GOAL | Count the lines in the listing below that contain the word "dark", and give only that number.

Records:
★ ★ ★ ★
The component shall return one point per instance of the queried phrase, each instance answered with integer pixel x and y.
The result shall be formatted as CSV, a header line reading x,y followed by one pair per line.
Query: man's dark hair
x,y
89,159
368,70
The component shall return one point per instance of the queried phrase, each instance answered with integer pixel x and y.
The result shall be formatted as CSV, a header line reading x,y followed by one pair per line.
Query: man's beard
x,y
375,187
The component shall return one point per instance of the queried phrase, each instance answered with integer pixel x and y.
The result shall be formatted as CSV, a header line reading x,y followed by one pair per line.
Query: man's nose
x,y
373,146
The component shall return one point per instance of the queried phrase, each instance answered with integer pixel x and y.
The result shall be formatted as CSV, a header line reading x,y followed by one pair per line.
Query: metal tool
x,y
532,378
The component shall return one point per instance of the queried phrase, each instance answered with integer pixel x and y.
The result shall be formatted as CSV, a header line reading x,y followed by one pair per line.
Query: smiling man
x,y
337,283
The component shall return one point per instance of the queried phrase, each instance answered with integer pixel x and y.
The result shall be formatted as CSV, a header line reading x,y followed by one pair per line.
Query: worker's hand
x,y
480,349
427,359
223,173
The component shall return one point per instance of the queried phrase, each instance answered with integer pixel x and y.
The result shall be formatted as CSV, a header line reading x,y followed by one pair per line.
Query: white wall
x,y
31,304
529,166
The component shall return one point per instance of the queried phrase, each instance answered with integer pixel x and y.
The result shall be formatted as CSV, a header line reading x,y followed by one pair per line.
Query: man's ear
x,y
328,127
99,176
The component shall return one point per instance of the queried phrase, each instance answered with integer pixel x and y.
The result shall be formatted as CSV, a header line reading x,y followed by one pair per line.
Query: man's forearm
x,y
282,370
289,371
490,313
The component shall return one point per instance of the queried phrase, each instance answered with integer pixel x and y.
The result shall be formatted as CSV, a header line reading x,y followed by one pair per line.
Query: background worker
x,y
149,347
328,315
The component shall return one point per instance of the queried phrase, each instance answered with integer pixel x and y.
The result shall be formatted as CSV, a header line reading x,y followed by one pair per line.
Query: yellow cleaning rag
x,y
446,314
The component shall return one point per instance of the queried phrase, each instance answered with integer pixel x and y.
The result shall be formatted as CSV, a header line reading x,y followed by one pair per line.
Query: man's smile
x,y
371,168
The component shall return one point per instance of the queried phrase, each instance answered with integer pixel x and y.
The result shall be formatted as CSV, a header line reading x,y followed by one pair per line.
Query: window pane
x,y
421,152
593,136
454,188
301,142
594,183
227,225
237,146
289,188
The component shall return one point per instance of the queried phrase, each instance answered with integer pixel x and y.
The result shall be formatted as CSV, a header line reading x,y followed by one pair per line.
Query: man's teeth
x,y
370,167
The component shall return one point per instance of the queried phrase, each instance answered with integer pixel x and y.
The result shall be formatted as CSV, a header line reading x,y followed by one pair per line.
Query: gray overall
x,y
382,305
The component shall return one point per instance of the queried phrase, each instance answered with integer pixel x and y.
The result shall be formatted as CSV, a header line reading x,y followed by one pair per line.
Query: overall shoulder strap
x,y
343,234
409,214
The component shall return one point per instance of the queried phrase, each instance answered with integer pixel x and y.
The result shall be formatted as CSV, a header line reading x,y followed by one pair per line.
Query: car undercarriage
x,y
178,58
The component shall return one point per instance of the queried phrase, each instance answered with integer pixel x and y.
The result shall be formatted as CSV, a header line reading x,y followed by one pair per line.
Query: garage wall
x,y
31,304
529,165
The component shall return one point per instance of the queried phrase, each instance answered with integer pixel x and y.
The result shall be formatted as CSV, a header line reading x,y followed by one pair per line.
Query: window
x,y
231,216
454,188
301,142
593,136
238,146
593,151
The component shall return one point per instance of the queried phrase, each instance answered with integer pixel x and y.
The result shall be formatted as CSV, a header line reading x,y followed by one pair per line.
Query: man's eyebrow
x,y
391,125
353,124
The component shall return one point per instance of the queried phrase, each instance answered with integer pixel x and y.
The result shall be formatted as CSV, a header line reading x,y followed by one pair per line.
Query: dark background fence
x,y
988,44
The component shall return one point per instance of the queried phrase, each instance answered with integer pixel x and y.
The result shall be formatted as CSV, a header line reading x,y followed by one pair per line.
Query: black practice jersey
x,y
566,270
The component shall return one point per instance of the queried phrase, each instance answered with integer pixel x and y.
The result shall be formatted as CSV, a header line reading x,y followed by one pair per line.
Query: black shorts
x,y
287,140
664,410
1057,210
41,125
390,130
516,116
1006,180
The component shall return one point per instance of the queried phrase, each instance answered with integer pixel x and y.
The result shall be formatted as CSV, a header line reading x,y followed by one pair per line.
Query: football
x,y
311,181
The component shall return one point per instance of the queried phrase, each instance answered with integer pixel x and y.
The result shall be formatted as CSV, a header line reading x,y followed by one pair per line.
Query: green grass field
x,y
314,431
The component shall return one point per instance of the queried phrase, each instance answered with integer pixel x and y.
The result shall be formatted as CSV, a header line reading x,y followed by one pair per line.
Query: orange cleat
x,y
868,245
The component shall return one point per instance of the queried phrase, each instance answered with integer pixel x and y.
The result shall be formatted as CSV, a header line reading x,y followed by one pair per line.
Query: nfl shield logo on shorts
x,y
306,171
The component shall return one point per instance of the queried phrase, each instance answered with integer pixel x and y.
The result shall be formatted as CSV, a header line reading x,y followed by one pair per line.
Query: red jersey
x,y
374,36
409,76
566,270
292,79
★ ★ ★ ★
TASK RESPONSE | 2